**Activity**. Copy the data exactly, keeping every line intact.

**Records provided**.
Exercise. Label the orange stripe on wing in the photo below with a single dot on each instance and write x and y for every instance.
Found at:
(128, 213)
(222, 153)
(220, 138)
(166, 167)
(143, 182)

**Written solution**.
Exercise. Label the orange stripe on wing in the photo below with a single dot on each instance and write x and y for every instance.
Found at:
(128, 213)
(222, 153)
(220, 138)
(166, 167)
(143, 182)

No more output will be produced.